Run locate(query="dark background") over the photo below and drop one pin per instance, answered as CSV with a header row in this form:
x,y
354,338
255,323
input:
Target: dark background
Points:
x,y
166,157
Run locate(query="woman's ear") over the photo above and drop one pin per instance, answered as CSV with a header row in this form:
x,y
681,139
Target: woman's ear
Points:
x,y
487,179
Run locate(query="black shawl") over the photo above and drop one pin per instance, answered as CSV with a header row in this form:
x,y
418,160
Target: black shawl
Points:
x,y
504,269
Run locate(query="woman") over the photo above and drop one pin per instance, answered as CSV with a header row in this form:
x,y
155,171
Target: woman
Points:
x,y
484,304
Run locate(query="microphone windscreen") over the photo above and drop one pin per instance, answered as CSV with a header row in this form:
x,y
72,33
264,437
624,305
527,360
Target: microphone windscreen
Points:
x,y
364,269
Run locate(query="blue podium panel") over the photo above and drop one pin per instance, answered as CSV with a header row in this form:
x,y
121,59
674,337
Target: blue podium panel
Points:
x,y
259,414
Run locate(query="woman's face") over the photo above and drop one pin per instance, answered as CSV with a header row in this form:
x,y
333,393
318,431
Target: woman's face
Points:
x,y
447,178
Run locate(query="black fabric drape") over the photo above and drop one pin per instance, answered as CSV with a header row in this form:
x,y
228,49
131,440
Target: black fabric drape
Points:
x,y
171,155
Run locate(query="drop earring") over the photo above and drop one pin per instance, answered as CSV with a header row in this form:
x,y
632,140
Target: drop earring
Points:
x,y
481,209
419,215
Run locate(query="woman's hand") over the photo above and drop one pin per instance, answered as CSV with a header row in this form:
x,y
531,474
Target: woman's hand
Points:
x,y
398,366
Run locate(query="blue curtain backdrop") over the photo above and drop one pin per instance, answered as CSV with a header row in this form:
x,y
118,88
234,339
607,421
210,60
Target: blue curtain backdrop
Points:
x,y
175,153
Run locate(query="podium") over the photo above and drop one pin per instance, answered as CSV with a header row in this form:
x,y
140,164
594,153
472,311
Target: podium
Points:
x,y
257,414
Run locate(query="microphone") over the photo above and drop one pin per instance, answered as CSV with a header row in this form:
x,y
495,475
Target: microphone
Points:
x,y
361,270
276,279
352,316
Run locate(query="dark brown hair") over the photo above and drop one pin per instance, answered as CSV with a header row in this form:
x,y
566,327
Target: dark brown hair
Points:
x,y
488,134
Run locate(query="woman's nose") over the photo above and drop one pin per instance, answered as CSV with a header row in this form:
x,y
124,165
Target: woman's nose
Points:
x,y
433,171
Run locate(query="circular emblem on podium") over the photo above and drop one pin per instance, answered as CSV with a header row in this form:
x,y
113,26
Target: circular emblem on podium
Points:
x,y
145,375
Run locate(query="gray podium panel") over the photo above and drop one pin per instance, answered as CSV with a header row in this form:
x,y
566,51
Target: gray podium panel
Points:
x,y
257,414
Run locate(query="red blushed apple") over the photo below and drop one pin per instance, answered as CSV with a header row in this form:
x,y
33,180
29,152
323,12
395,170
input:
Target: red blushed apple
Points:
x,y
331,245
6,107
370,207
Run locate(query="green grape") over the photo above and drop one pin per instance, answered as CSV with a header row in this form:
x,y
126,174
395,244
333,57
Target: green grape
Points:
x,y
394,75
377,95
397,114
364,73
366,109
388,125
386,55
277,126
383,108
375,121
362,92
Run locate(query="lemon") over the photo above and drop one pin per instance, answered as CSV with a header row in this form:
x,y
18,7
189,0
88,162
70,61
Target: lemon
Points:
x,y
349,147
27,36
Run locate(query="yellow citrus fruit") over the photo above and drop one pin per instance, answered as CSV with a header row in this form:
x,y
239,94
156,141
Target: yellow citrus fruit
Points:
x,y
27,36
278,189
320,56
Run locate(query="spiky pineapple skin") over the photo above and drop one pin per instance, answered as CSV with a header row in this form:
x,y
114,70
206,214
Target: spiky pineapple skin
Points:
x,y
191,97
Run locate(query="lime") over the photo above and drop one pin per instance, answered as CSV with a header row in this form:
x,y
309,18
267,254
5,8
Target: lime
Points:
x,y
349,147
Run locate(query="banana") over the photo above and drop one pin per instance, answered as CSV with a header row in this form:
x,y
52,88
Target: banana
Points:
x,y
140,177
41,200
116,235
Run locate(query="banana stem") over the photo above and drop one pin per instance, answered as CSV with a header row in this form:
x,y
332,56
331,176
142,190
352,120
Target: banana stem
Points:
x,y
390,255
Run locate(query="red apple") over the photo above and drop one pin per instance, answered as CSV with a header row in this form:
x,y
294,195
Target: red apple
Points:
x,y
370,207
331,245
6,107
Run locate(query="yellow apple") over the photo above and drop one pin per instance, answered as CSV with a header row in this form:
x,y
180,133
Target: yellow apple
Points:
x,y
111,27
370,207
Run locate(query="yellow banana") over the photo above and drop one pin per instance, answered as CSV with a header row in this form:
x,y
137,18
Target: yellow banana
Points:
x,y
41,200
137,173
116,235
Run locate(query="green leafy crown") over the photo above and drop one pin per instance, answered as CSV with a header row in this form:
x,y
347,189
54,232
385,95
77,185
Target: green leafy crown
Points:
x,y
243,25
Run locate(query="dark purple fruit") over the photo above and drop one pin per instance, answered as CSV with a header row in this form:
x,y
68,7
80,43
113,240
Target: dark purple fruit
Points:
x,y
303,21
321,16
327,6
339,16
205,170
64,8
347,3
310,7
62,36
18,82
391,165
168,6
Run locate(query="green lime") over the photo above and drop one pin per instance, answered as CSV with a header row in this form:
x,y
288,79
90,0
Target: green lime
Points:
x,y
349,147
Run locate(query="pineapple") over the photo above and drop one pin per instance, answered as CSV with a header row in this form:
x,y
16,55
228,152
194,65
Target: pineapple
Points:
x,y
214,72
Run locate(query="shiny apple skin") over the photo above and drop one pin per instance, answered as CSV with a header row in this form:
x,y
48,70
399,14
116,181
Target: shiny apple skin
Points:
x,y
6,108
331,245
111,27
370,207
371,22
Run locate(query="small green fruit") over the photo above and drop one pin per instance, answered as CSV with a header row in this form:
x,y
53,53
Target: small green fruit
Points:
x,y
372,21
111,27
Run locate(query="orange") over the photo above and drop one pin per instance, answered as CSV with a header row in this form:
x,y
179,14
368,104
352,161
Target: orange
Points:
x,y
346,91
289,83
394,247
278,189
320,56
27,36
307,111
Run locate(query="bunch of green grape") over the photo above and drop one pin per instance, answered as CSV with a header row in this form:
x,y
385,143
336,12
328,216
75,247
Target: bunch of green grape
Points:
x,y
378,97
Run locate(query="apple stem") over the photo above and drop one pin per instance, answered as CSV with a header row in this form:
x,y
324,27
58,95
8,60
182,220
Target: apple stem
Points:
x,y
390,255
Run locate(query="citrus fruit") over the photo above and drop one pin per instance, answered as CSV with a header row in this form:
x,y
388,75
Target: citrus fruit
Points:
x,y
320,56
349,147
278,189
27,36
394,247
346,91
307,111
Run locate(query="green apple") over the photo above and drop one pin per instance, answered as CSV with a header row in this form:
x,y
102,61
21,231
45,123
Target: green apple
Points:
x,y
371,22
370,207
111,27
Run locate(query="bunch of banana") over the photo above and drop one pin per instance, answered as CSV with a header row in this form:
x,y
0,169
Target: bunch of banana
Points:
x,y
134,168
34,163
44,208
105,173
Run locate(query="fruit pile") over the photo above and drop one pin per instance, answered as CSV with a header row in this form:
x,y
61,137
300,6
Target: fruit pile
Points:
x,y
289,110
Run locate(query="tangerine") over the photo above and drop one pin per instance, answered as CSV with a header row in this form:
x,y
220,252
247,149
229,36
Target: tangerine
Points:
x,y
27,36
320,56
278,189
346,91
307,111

______________________________

# ACTIVITY
All entries above need to be copied verbatim.

# RESPONSE TO THIS EXERCISE
Run locate(query="dark background") over the photo below and drop one pin per instance, answered as CSV with a header row in this form:
x,y
354,338
255,323
input:
Target: dark background
Points:
x,y
166,157
Run locate(query="woman's ear") over the photo above and drop one pin per instance, answered as CSV with a header row in this form:
x,y
681,139
Target: woman's ear
Points:
x,y
487,179
Run locate(query="black shawl") over the photo above and drop one pin per instance, answered as CSV with a header row in this form:
x,y
418,160
Target: black shawl
Points:
x,y
504,269
Run locate(query="woman") over the photo above and drop one pin per instance, answered as CSV with a header row in this form:
x,y
155,171
Target: woman
Points:
x,y
484,304
Run locate(query="microphone windscreen") over the photo above and drop one pin per instance, answered as CSV with a header row in this form:
x,y
72,33
264,437
624,305
527,360
Target: microphone windscreen
Points:
x,y
364,269
Run locate(query="blue podium panel") over the photo above and drop one pin per instance, answered as CSV with a header row in this form:
x,y
121,59
674,337
Target: blue podium panel
Points:
x,y
259,414
Run locate(query="woman's face") over the photo above and drop one pin per instance, answered as CSV with a header row in this form:
x,y
333,393
318,431
Target: woman's face
Points:
x,y
447,178
Run locate(query="black fabric drape") over the photo above and drop one pin per instance, answered as CSV with a header row in this form:
x,y
228,49
131,440
Target: black fabric drape
Points:
x,y
171,155
Run locate(query="drop earring") over the photo above and drop one pin per instance, answered as CSV with a header row in this form:
x,y
632,140
Target: drop earring
Points:
x,y
481,209
419,215
Run locate(query="woman's hand") over the photo above and drop one pin per instance, answered as CSV with a header row in this form:
x,y
531,474
Target: woman's hand
Points:
x,y
398,366
Run locate(query="blue curtain backdrop") over the photo above and drop one pin per instance, answered as CSV with a header row in this form:
x,y
118,88
234,339
607,421
210,60
Target: blue curtain backdrop
Points:
x,y
175,153
Run locate(query="podium") over the photo above and drop one pin per instance, answered as CSV with a header row in this form:
x,y
140,164
594,153
472,311
Target: podium
Points:
x,y
257,414
Run locate(query="microphone") over the photo above and drop one pin per instance, answered as CSV with a header row in this form:
x,y
495,475
Target: microphone
Points:
x,y
361,270
276,279
352,316
Run locate(query="dark brown hair") over the photo above and drop one pin per instance, answered as CSV with a header row in this form:
x,y
566,327
Target: dark brown hair
Points:
x,y
488,134
Run locate(query="woman's nose") over the photo above and drop one pin per instance, answered as CSV with a header row in this form:
x,y
124,165
Target: woman's nose
Points:
x,y
433,171
Run locate(query="circular emblem on podium") over the photo above and drop one pin per instance, answered as CSV with a header row in this form:
x,y
113,26
Target: circular emblem on podium
Points:
x,y
145,375
Run locate(query="gray podium panel") over the photo above and drop one pin per instance, answered as CSV with a header row in this form:
x,y
566,51
Target: gray podium panel
Points:
x,y
257,414
Run locate(query="red blushed apple") over the photo below and drop one pin per instance, answered as CSV with a header row in this form:
x,y
33,180
29,152
323,12
395,170
input:
Target: red blushed apple
Points:
x,y
331,245
6,107
370,207
Run locate(query="green grape") over the photo above and drop one pin per instance, answered as CSV with a header row in this form:
x,y
126,174
395,244
333,57
Target: green grape
Points:
x,y
394,75
377,95
397,114
364,73
366,109
388,125
386,55
277,126
383,108
375,121
362,92
Run locate(query="lemon") over the photo above and drop one pin per instance, answered as CSV with a header row in this form:
x,y
18,7
189,0
88,162
70,61
Target: lemon
Points:
x,y
349,147
27,36
Run locate(query="yellow citrus fruit") over the photo above and drop one pin per instance, answered as CSV with a header row in this form:
x,y
239,94
156,141
Target: yellow citrus fruit
Points:
x,y
27,36
278,189
320,56
Run locate(query="spiky pineapple skin") over the photo above and drop one pin per instance, answered as CSV with a header row in this form:
x,y
114,70
206,214
Target: spiky pineapple skin
Points:
x,y
191,97
Run locate(query="lime") over the photo above and drop one pin per instance, answered as CSV with a header row in this form:
x,y
309,18
267,254
5,8
Target: lime
Points:
x,y
349,147
Run locate(query="banana") over the photo above and drop one pin per instance, answered as CSV with a header row in this form:
x,y
52,88
Target: banana
Points:
x,y
140,177
41,200
116,235
Run locate(query="banana stem") over the photo above and drop one pin per instance, answered as CSV with a header row in this form:
x,y
332,56
331,176
142,190
352,120
Target: banana stem
Points:
x,y
390,255
Run locate(query="red apple") over the photo above and drop one pin per instance, answered as CSV with a header row in this form:
x,y
294,195
Target: red apple
Points:
x,y
370,207
331,245
6,107
Run locate(query="yellow apple") over the photo above and drop one pin per instance, answered as CSV with a header row in this form:
x,y
180,133
Target: yellow apple
Points:
x,y
111,27
370,207
Run locate(query="yellow banana") over the photo above and drop one pin per instance, answered as CSV with a header row in this form:
x,y
137,18
Target: yellow banana
Points:
x,y
41,200
137,173
116,235
Run locate(query="green leafy crown") over the photo above and drop one pin per instance, answered as CSV with a header row in this form:
x,y
347,189
54,232
385,95
77,185
Target: green leafy crown
Points:
x,y
243,25
Run locate(query="dark purple fruit") over the photo above and drop one pin per instance, answered as CSV with a header row in this form:
x,y
68,7
80,43
113,240
Target: dark purple fruit
Points:
x,y
303,21
321,16
327,6
339,16
205,170
64,8
347,3
310,7
62,36
18,82
391,165
168,6
Run locate(query="green lime") over the photo above and drop one pin per instance, answered as CSV with a header row in this form:
x,y
288,79
90,0
Target: green lime
Points:
x,y
349,147
Run locate(query="pineapple") over the photo above and drop one pin per instance, answered as CSV with a header row in this form:
x,y
16,55
228,152
194,65
Target: pineapple
Points:
x,y
214,72
Run locate(query="shiny apple skin") over the photo above and drop one pin per instance, answered as CSV with a header row in this form:
x,y
48,70
399,14
116,181
Target: shiny apple skin
Points:
x,y
6,108
331,245
111,27
370,207
371,22
Run locate(query="small green fruit") over the photo above and drop one pin per instance, answered as CSV with a header row in this form:
x,y
53,53
Target: small green fruit
Points:
x,y
372,21
111,27
Run locate(query="orange") over the photo above and drop one pin per instance, answered as CSV with a header row in this form:
x,y
179,14
368,104
352,161
Target: orange
Points:
x,y
346,91
289,83
394,247
278,189
320,56
27,36
307,111
Run locate(query="bunch of green grape") over the photo above and drop one pin per instance, answered as CSV with a header row in this form:
x,y
385,143
336,12
328,216
75,247
Target: bunch of green grape
Points:
x,y
378,97
Run locate(query="apple stem") over the photo above and drop one pin per instance, answered as CSV with a header row in this form:
x,y
324,27
58,95
8,60
182,220
Target: apple stem
Points:
x,y
390,255
Run locate(query="citrus fruit") over the photo above and drop one pin per instance, answered as CSV with a header row in this form:
x,y
388,75
Target: citrus fruit
Points:
x,y
320,56
349,147
278,189
27,36
394,247
346,91
307,111
Run locate(query="green apple") over the photo above and drop one pin per instance, answered as CSV with a header row in this form:
x,y
102,61
21,231
45,123
Target: green apple
Points:
x,y
371,22
370,207
111,27
Run locate(query="bunch of banana") over the photo above and drop one pin per instance, answered as CSV with a header row in this form:
x,y
0,169
Target: bunch of banana
Points:
x,y
134,168
34,163
44,208
105,173
Run locate(query="fruit pile") over the photo above and drop one pin per instance, answered as CSV with a header row in this form:
x,y
61,137
300,6
Target: fruit pile
Points:
x,y
289,110
Run locate(query="tangerine") over the photo above and drop one pin per instance, answered as CSV with a header row in this form:
x,y
220,252
247,149
229,36
Target: tangerine
Points:
x,y
27,36
320,56
278,189
346,91
307,111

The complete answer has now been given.